MATERIAL SUPPLIED START
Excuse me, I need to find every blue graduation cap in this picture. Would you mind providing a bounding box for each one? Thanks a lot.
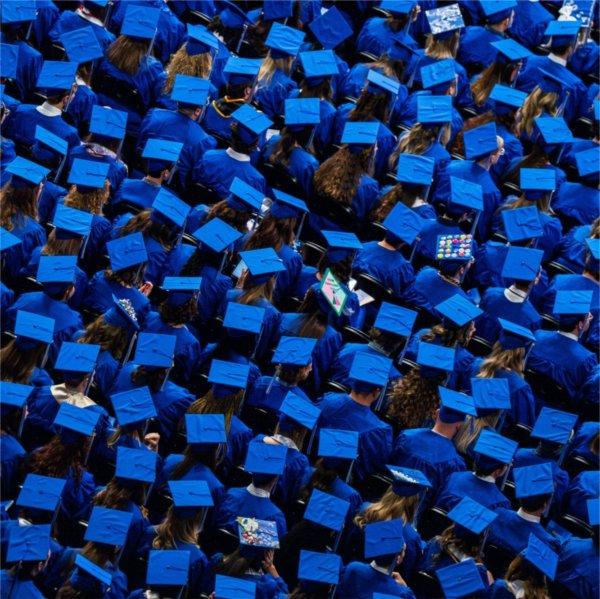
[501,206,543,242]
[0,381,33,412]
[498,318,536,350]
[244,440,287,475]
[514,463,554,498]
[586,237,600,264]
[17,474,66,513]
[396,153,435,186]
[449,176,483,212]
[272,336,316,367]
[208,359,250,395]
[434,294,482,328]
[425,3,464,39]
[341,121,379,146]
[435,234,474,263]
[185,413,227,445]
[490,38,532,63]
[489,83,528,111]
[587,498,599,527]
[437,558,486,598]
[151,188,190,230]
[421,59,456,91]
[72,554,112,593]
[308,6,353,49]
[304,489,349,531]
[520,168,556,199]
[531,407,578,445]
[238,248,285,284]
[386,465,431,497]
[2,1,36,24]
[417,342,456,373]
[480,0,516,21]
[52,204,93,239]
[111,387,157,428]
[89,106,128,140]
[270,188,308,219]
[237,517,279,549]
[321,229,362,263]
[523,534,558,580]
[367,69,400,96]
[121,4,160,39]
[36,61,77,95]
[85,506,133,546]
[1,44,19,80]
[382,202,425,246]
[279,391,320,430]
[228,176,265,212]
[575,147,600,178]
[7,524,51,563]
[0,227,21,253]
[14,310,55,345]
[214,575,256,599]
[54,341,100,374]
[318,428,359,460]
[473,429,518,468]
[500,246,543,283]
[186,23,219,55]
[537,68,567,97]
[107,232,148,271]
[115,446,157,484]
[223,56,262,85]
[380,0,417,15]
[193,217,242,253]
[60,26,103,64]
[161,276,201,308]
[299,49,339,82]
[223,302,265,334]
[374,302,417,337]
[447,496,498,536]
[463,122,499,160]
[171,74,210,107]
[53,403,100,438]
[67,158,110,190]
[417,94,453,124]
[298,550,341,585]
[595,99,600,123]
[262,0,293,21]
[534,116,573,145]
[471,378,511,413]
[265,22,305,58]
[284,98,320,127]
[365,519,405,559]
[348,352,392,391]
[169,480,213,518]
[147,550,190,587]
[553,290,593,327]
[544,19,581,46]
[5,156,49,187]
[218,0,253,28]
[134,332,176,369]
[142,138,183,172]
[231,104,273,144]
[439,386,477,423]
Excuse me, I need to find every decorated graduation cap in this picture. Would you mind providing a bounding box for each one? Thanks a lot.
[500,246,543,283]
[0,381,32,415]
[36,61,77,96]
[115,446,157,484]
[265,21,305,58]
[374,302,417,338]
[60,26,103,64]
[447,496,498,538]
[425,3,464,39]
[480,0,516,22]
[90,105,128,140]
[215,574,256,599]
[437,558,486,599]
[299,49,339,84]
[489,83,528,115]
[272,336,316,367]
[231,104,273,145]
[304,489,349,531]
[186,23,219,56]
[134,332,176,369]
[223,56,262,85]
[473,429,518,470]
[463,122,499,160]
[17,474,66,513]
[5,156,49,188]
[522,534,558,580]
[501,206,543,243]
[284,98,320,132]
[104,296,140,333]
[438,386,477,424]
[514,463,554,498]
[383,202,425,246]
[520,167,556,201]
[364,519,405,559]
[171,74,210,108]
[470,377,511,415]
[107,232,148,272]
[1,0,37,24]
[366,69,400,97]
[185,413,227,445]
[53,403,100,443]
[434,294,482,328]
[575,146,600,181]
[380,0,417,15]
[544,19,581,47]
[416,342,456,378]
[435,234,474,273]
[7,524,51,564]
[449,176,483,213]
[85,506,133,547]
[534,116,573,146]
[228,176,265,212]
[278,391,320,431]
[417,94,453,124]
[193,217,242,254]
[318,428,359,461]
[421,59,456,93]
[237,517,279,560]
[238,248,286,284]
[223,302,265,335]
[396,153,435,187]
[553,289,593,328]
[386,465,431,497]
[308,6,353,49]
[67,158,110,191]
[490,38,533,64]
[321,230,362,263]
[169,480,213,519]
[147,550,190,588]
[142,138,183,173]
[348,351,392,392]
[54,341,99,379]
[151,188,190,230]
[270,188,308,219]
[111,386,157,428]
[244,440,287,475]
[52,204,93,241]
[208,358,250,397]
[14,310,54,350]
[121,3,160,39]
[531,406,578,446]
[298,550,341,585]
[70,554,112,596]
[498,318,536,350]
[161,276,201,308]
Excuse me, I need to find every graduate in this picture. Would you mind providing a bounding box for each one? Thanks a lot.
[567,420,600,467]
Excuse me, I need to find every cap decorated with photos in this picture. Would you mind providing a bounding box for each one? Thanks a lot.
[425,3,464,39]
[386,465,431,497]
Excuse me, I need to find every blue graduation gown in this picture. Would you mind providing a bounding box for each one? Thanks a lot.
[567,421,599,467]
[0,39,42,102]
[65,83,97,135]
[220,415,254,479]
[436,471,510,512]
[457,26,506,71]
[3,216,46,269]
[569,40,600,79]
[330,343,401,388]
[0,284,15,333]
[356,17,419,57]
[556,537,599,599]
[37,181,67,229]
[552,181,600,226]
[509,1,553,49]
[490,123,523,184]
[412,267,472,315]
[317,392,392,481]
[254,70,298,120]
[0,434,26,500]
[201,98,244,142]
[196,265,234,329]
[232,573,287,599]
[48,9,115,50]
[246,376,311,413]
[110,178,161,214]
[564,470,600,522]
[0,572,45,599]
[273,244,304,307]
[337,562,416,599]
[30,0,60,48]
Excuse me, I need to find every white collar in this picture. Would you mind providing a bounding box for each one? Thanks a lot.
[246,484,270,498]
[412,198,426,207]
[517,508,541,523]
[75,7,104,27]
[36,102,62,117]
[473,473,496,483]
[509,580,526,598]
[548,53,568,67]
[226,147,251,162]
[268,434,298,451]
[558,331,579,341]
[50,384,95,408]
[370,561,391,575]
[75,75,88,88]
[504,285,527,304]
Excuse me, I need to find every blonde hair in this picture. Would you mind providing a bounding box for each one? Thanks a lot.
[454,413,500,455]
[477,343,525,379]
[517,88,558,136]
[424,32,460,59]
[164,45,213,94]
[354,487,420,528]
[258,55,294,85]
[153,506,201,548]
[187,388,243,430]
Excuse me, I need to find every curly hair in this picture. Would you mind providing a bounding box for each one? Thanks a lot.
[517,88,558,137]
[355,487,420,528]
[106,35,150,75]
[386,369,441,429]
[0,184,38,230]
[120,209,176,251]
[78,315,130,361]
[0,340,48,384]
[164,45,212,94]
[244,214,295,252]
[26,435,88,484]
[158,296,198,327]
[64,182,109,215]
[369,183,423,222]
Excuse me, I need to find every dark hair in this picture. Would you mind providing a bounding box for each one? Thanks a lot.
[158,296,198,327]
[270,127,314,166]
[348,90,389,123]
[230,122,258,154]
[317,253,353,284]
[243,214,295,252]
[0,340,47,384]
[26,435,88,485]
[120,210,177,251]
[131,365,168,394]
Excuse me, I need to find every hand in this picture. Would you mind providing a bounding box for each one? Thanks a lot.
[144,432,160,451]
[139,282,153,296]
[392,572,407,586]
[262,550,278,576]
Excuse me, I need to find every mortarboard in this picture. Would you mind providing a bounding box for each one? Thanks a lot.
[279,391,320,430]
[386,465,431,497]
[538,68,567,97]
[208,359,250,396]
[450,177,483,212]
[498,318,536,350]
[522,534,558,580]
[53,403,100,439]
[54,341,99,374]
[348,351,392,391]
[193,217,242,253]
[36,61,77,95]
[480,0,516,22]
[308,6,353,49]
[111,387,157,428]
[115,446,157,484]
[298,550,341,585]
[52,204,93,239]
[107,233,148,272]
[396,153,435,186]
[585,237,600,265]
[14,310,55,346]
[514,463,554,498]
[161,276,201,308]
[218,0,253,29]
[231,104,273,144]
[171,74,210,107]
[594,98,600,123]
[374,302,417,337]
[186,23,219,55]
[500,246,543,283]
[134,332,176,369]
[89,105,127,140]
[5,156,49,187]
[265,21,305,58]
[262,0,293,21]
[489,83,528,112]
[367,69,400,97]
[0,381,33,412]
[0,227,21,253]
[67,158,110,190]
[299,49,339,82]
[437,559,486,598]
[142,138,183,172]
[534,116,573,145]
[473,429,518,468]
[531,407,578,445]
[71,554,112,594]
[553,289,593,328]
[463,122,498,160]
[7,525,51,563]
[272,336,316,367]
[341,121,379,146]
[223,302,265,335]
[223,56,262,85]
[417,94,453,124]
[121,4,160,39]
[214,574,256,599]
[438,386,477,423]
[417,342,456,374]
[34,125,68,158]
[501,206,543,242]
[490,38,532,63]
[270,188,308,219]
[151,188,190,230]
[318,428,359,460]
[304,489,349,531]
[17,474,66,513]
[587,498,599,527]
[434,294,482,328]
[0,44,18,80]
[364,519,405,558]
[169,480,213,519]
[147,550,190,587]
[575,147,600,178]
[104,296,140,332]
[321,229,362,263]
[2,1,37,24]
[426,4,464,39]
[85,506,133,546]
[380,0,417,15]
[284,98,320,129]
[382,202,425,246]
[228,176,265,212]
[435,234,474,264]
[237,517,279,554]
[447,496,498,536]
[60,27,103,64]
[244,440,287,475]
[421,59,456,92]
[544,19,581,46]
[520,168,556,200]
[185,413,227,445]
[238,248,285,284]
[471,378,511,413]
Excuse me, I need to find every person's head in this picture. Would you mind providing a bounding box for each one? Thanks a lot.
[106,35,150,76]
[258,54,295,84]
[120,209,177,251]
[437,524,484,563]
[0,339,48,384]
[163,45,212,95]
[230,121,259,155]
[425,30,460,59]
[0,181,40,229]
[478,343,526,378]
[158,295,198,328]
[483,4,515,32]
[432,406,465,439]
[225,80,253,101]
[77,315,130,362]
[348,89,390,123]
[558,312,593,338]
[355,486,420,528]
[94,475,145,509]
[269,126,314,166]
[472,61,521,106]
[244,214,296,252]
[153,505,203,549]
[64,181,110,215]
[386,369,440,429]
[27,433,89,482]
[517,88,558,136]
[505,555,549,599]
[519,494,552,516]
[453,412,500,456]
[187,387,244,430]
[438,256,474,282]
MATERIAL SUPPLIED END
MATERIAL SUPPLIED START
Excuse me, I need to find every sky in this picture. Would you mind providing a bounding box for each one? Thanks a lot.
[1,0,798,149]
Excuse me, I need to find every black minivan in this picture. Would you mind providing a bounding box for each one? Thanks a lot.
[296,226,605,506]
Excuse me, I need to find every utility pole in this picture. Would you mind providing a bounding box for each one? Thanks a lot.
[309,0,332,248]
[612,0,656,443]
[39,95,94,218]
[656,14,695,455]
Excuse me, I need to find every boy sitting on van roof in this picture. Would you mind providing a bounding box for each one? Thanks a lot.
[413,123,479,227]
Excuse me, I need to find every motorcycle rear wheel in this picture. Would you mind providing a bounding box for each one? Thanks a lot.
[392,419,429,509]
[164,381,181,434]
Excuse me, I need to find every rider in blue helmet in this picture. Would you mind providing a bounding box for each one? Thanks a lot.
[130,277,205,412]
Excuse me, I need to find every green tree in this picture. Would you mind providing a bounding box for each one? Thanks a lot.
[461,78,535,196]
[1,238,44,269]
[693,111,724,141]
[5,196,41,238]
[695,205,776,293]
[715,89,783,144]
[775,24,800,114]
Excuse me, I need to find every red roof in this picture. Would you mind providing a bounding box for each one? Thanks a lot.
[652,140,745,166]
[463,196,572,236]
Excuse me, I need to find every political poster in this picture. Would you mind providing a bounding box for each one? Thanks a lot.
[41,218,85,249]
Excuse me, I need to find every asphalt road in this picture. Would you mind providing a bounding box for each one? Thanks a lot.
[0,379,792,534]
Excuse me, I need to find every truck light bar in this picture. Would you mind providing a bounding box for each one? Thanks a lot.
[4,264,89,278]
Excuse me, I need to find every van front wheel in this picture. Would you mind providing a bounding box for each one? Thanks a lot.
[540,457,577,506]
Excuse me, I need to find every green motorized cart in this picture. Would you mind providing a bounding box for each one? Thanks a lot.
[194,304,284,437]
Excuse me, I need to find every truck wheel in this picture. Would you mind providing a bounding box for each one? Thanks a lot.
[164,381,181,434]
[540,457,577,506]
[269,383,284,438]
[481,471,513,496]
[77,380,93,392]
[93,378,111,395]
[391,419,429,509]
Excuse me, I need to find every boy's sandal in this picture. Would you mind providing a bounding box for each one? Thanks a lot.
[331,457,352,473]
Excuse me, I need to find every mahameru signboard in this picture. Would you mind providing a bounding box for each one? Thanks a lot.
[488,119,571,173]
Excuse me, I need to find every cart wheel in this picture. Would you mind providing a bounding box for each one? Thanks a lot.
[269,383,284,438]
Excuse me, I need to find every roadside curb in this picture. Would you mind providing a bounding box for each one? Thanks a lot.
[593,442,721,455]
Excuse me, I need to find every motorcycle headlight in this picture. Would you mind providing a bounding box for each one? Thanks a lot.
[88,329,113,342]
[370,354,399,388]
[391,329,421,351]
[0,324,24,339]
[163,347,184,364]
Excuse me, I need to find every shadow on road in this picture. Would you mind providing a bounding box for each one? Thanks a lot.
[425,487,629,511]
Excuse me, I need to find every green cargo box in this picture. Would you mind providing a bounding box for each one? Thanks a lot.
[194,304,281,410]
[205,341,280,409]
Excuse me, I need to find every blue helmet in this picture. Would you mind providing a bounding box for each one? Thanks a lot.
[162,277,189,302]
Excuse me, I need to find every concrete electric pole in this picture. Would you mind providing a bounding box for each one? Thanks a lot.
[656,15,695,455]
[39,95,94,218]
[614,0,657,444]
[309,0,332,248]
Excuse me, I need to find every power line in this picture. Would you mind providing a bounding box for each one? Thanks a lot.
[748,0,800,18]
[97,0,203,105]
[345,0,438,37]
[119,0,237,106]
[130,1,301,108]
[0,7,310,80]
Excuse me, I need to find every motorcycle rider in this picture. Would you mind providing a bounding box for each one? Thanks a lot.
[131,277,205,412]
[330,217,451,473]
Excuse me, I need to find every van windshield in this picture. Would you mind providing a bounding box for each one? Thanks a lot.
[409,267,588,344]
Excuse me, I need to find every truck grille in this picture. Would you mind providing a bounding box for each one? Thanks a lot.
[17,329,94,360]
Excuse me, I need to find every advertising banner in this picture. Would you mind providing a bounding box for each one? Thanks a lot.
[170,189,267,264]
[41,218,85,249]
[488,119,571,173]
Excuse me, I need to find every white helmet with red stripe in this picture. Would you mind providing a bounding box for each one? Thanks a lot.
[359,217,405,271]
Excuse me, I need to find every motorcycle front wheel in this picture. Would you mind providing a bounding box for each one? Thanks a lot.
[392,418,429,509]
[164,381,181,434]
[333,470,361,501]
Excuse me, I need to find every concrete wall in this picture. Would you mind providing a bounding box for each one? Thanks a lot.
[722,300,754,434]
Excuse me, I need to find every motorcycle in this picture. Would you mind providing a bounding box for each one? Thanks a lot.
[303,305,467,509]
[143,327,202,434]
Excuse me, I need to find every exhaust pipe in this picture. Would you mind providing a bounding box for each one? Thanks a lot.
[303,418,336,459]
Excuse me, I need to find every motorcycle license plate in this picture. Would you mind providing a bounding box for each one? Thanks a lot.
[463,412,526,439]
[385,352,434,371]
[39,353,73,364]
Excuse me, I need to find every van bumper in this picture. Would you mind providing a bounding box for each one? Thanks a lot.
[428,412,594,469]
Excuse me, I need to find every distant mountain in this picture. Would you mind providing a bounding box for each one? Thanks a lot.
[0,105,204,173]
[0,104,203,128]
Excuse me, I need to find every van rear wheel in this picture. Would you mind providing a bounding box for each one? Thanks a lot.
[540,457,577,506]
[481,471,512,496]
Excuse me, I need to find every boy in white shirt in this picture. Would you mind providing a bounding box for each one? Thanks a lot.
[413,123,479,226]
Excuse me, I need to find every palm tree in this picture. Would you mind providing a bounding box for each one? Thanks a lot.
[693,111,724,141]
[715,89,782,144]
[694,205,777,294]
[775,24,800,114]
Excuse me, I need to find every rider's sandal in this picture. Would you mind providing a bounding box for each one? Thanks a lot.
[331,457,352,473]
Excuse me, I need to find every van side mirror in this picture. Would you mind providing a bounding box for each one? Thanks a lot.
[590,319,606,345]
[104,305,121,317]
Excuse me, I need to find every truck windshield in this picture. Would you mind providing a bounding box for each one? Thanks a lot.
MATERIAL SUPPLIED END
__WHAT TO PRODUCE__
Could you restate, word for word, the lines above from the one with "Excuse me, I need to find every palm" to the one with "Excuse me, I need to find every truck windshield", both included?

__YOUR RESPONSE__
Excuse me, I need to find every palm tree in this picture. Would you mind providing a bounding box for each one? Thanks a lot.
[693,111,724,141]
[715,89,782,144]
[694,205,777,294]
[775,24,800,114]
Excuse me, I need to find every rider's sandal in this picture. Would you mind providing a bounding box for each one? Thanks a lot.
[331,457,352,473]
Excuse me, I need to find every van side mirror in this picture. Would you mind providing a bounding box for each one? Thanks a lot.
[590,319,606,345]
[104,305,121,317]
Excuse me, I need to find every truck windshield in this picture. Would you mind providing a bounding box for each one? Thanks a lot.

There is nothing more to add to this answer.